> **Requirements**:
In the excerpt "Explaining Away the Gospel," how did Mrs. Partington answer when asked where she went to church?

> **Selected text**:

◇ ◇ ◇

Stedman and Hutchinson, comps. A Library of American Literature:
An Anthology in Eleven Volumes. 1891.
Vols. IX–XI: Literature of the Republic, Part IV., 1861–1889

Explaining Away the Gospel

By Samuel Irenæus Prime (1812–1885)

[Born in Ballston, N. Y., 1812. Died at Manchester, Vt., 1885. Irenæus Letters. Second Series. 1885.]

MRS. PARTINGTON being asked where she went to church, replied, “To any church where the gospel is dispensed with.”

The late Rev. Dr. Cox, of wonderful memory, was remarkable as an expounder of the Scriptures. In his Owego congregation—and speaking of Owego reminds me of the speech he made in the Synod of New York when he took leave of it to go to his new charge; he said, “Owego must not be confounded with Oswego or Otsego or any other of the many names having O initial and terminal.”

His facility for using large words was remarkable. It was attributed to a slight impediment in his speech, which led him to take a word that he could utter without difficulty in preference to a smaller one on which he was inclined to stumble. But that was not the reason: in writing he had the same habit, and if possible he made use of longer words than he did in public speech. Nor was there any affectation or pedantry in his style. He was as natural as he was brilliant. And he was the most brilliant clergyman of his generation. As flashes of lightning vanish in an instant, so the coruscations of his splendid genius were transient, beautiful, magnificent for the moment, but gone as suddenly as they came. There is melancholy in the thought that the best and brightest things he ever said are not on record, and with his contemporaries will pass forever from the memory of man. They passed from his own memory, most of them, as soon as they were spoken.

An instance of this occurs to me. He was opening the General Assembly with prayer when he was Moderator, and he introduced ascriptions of praise in three Latin phrases, familiar quotations. I was reporting the meeting, and jotted down those words just as he used them. But when he came to see them in print many years after they were uttered, he had forgotten that he ever made use of them, and thought they were the fruit of the reporter’s too lively imagination. Yet Dr. Duffield, who was present, wrote down the words from the Doctor’s lips, and Dr. Hatfield, a year or two before he joined Dr. Cox in the General Assembly above, assured me that he heard the words, which were as just and true as they were extraordinary in a public prayer.

◇ ◇ ◇

> **Rows**:
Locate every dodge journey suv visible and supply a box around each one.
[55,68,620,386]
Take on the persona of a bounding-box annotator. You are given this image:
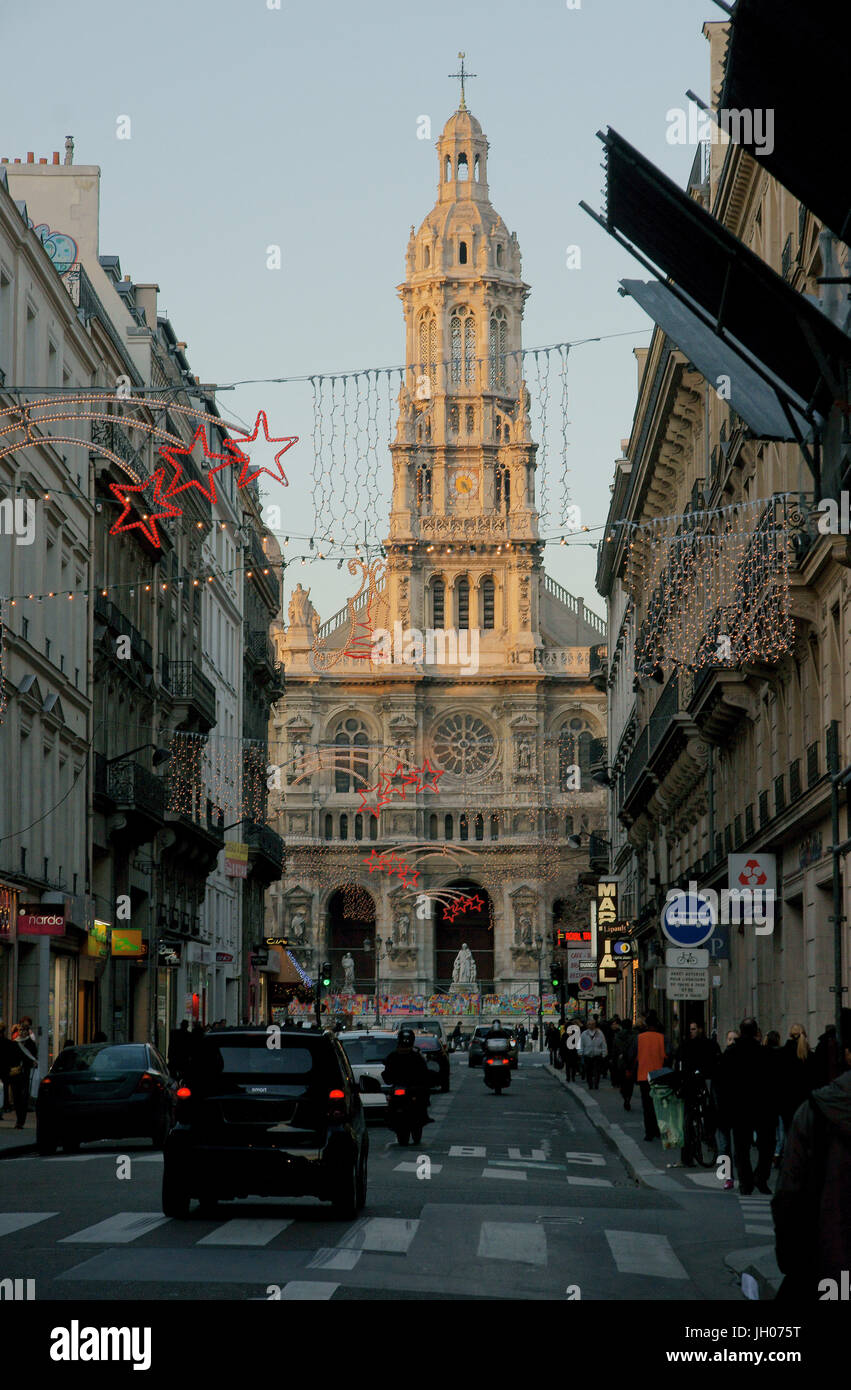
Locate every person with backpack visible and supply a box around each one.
[772,1009,851,1302]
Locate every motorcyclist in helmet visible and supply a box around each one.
[382,1027,432,1125]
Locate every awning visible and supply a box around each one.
[592,129,851,416]
[718,0,851,245]
[620,279,812,442]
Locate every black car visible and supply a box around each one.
[163,1027,368,1219]
[414,1033,449,1091]
[36,1043,177,1154]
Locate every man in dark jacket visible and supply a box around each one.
[772,1009,851,1302]
[718,1019,779,1197]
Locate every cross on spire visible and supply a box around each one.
[449,53,477,111]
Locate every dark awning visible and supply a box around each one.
[620,279,812,442]
[718,0,851,245]
[592,128,851,416]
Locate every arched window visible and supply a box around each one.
[334,719,370,792]
[489,309,508,386]
[431,580,446,628]
[481,580,495,631]
[455,580,470,631]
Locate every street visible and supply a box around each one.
[0,1052,772,1302]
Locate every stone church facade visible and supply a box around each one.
[267,95,606,995]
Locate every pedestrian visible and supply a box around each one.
[8,1019,39,1129]
[719,1019,780,1197]
[635,1009,670,1144]
[772,1009,851,1302]
[780,1023,819,1133]
[580,1017,609,1091]
[815,1023,843,1086]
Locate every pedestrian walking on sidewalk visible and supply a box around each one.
[719,1019,780,1197]
[635,1009,670,1143]
[772,1009,851,1302]
[578,1017,609,1091]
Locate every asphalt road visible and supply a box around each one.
[0,1054,768,1301]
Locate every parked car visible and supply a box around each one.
[163,1027,375,1220]
[339,1030,398,1123]
[36,1043,177,1154]
[467,1023,517,1068]
[414,1033,449,1091]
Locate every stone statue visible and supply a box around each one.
[342,951,355,994]
[452,941,476,984]
[288,584,314,627]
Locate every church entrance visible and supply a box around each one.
[327,883,375,994]
[434,878,494,994]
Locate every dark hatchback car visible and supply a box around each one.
[36,1043,177,1154]
[163,1027,368,1219]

◇ ◇ ◇

> **Response to this exercise**:
"To any church where the gospel is dispensed with."